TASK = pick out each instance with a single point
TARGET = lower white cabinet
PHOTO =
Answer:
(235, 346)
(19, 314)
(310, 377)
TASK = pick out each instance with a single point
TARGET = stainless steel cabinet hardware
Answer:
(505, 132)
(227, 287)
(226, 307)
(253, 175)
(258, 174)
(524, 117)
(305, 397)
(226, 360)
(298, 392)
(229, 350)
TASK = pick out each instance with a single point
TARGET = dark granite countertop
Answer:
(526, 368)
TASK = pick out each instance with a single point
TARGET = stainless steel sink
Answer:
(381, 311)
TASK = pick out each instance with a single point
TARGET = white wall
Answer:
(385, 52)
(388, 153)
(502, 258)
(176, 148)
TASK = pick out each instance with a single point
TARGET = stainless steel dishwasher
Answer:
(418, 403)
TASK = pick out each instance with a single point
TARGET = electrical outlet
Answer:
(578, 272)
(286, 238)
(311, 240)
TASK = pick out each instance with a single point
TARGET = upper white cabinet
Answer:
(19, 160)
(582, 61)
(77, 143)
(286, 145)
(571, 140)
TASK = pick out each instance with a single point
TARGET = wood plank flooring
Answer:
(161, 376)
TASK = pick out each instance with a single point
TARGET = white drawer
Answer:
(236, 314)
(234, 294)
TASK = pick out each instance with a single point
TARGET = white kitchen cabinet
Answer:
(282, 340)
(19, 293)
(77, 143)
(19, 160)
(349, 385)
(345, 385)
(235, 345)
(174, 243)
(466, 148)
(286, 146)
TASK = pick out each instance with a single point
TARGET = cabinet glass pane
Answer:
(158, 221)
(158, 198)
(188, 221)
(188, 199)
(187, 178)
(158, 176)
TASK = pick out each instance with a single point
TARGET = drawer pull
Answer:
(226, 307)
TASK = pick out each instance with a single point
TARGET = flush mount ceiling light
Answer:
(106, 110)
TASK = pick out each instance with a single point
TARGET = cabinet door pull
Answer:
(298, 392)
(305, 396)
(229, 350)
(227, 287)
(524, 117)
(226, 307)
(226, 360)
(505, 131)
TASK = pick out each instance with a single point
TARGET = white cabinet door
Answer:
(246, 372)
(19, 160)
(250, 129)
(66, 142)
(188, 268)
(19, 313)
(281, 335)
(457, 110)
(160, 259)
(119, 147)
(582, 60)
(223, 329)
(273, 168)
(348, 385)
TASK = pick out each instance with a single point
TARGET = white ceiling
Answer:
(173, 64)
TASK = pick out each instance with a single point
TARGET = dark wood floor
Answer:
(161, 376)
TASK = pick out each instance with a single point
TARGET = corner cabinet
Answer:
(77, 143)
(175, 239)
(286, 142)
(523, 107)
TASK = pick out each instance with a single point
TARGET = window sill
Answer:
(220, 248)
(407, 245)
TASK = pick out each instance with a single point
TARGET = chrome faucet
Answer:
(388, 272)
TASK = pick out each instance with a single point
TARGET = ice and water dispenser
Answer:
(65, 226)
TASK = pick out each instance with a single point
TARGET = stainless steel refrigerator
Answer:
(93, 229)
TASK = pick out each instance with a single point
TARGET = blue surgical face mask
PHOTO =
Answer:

======

[PROBLEM] Go through the listing above and copy each line that contains "stainless".

[ANSWER]
TARGET = stainless steel cabinet hardware
TARGET = stainless steel sink
TARGET = stainless steel dishwasher
TARGET = stainless steel refrigerator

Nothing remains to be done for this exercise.